** Opening Record excerpts block **

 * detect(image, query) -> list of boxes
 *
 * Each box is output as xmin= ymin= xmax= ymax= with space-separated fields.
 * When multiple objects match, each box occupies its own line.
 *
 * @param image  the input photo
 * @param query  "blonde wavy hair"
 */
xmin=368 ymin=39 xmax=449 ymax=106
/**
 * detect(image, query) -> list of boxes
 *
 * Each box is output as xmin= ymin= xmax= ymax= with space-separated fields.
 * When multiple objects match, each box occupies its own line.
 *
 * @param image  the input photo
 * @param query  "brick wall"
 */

** Closing Record excerpts block **

_Exercise aim_
Make a verbatim copy of every entry shown above.

_Answer for the task_
 * detect(image, query) -> list of boxes
 *
 * Each box is output as xmin= ymin= xmax= ymax= with space-separated fields.
 * When multiple objects match, each box occupies its own line.
 *
 * @param image  the input photo
 * @param query  "blonde wavy hair"
 */
xmin=368 ymin=39 xmax=449 ymax=106
/**
 * detect(image, query) -> list of boxes
 *
 * Each box is output as xmin= ymin= xmax= ymax= with space-separated fields.
 * When multiple objects match, each box occupies its own line.
 *
 * @param image  the input photo
 * @param query  "brick wall"
 */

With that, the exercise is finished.